> _SUPPLIED DATA_

= = =

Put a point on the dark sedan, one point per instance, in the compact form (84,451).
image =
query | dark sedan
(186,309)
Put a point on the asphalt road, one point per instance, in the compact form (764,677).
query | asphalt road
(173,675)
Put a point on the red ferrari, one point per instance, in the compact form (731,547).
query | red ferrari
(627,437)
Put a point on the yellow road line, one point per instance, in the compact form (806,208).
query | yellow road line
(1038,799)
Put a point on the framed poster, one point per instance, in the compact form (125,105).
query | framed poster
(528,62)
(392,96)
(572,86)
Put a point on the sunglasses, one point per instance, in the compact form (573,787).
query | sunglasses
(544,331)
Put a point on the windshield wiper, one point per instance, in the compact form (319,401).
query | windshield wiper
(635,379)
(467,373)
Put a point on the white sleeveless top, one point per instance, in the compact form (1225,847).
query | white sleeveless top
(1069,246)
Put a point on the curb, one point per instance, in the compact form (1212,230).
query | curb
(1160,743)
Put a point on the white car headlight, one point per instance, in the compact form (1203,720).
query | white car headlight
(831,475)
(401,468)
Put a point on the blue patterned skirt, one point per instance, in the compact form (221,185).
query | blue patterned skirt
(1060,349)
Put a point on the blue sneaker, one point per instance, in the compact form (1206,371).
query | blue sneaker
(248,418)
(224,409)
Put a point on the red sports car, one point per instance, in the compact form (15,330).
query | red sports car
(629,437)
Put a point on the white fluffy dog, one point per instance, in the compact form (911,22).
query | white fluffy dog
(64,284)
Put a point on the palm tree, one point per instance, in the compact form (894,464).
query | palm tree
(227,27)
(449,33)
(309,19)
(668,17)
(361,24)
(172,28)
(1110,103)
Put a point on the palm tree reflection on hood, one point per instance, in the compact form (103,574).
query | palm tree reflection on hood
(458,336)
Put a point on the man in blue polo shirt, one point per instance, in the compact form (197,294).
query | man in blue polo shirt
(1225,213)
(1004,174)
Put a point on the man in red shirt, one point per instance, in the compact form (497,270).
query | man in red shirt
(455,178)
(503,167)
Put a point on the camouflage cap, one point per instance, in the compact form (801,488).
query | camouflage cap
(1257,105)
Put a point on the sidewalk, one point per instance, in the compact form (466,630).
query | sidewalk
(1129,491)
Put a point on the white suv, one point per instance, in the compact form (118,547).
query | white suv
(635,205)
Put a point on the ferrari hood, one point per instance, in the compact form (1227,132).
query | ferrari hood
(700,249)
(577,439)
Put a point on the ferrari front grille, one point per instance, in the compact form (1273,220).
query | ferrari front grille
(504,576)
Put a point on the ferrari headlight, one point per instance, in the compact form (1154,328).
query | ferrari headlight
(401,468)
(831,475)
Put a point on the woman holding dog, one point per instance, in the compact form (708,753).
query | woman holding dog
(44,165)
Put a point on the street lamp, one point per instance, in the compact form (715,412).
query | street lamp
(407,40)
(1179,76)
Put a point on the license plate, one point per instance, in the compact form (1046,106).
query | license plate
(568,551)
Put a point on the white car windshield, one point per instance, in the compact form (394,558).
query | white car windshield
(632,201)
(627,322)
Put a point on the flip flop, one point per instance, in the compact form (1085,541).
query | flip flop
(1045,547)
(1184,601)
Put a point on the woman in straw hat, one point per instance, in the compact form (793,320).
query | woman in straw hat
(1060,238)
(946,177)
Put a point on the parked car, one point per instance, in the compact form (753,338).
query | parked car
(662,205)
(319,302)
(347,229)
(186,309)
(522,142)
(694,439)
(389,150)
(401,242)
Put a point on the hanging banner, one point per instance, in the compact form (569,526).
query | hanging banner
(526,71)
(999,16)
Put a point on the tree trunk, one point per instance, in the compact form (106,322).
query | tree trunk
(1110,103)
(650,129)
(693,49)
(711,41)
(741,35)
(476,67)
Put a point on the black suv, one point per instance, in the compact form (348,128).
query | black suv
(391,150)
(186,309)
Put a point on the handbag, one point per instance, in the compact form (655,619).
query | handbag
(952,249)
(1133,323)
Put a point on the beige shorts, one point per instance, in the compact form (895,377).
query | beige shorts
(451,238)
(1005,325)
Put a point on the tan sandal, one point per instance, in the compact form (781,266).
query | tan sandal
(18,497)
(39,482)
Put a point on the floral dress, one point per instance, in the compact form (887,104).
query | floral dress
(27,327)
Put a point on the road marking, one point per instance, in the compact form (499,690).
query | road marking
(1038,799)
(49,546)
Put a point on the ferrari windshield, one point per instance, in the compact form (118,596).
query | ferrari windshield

= = =

> _EXERCISE AIM_
Once more, write out the records exactly as they are.

> _COMPLETED TASK_
Put a point on the dark sedan, one point per instance, in the compact form (84,451).
image =
query | dark sedan
(186,309)
Put a point on the asphalt road, one point per instance, in the compact form (764,677).
query | asphalt road
(173,675)
Put a point on the red ferrari, one point per instance, in the compact form (731,547).
query | red ferrari
(627,437)
Put a point on the yellow road line, one point per instance, in the compact form (806,208).
query | yellow road line
(1038,799)
Put a point on the framed poster, one point per instance, in the compact form (125,105).
query | framed poster
(528,62)
(392,96)
(572,86)
Put a point on the sunglasses, one point per instance, in the compact form (573,787).
query | sunglasses
(544,331)
Put a point on the windshield wiper, one point per instance, in the compact form (319,401).
query | windshield wiper
(635,379)
(467,373)
Put a point on the white sleeveless top, one point per instance, in the compact form (1225,847).
query | white sleeveless top
(1069,246)
Put a point on the curb, one point per instance, in the compact form (1212,230).
query | curb
(1160,743)
Put a point on the white car headlight, one point per instance, in the compact form (1203,720).
query | white car headlight
(831,475)
(401,468)
Put a point on the blue patterned skirt, one point per instance, in the compact form (221,185).
query | blue patterned skirt
(1060,349)
Put a point on the blue sneaker, one point per instance, in the compact form (1206,371).
query | blue sneaker
(248,418)
(224,409)
Put a point on the red sports car, one point per instance, in the compact form (15,330).
query | red sports car
(629,437)
Put a point on the white fluffy dog, one point per instance, in the compact form (911,22).
query | white fluffy dog
(64,284)
Put a point on the palm tree, one point per instance, in the compact form (894,464).
query | palm tree
(227,27)
(449,33)
(309,19)
(668,17)
(361,24)
(172,28)
(1110,103)
Put a point on the palm tree reflection on hood, one point per instance, in the compact form (103,574).
query | palm tree reflection on hood
(458,336)
Put a point on the man in blue polo shirt, one point per instance, in the compact form (197,294).
query | man in blue polo shirt
(1225,213)
(1004,174)
Put a point on the man in red shirt, one point per instance, in the compact form (497,270).
query | man in red shirt
(455,178)
(503,167)
Put a point on the camouflage cap, one point per instance, in the compact form (801,488).
query | camouflage cap
(1257,105)
Put a point on the sidewalk, one point per instance, in the compact form (466,630).
query | sidewalk
(1129,491)
Put a point on the white suv, one point per instance, in the compact form (118,547).
query | white suv
(635,205)
Put a point on the ferrari hood, one point per instance, in the compact form (1227,132).
query | ferrari hood
(700,249)
(577,439)
Put a point on the ferrari front grille, one point per instance, in the compact form (1273,220).
query | ferrari front grille
(504,576)
Put a point on the ferrari headlight, one point per instance, in the compact form (1154,328).
query | ferrari headlight
(401,468)
(831,475)
Put a point on the woman holding dog, one point per instance, in the compact form (708,753).
query | woman holding dog
(44,165)
Put a point on the street lamp, one point per instance, in the compact form (715,412).
query | street lamp
(407,40)
(1179,76)
Put a point on the license plate, one point per instance, in the compact form (1046,106).
query | license plate
(568,551)
Put a point on the white car windshield, one point per instance, in the compact form (394,558).
query | white car windshield
(632,201)
(627,322)
Put a point on the flip flop, one point per instance, in the compact form (1085,541).
query | flip flop
(1045,547)
(1184,601)
Put a point on the woman in straw hat, one point per instance, in the compact form (793,320).
query | woman in straw hat
(1060,238)
(946,177)
Put a point on the parked car, one point per instance, in the compact form (753,338).
query | parked car
(662,205)
(319,302)
(347,229)
(186,309)
(522,142)
(694,439)
(389,150)
(401,242)
Put a point on the hanging banner, one point per instance, in the compact form (569,526).
query | hanging banner
(526,71)
(999,16)
Put a point on the tree trunk, one point per instance, in the compact form (106,322).
query | tree trunk
(1110,103)
(650,129)
(693,49)
(711,41)
(741,35)
(476,67)
Put a point on the black suv, one point per instance, in the compact form (348,128).
query | black suv
(391,150)
(186,309)
Put a point on the handbag, one point per instance, in the compact form (655,619).
query | handbag
(952,249)
(1133,323)
Put a point on the beige shorts, one point per instance, in the compact form (895,377).
query | beige shorts
(451,238)
(1005,325)
Put a point on the tan sandal, one point per instance, in the compact form (781,266).
query | tan sandal
(18,497)
(39,482)
Put a point on the floral dress, one point per instance, in the compact form (887,104).
query | floral dress
(27,327)
Put a point on the road marking, one point per instance, in the compact form (499,690).
query | road marking
(1038,799)
(49,546)
Put a point on the ferrari windshield, one point per instance, in the compact form (118,596).
query | ferrari windshield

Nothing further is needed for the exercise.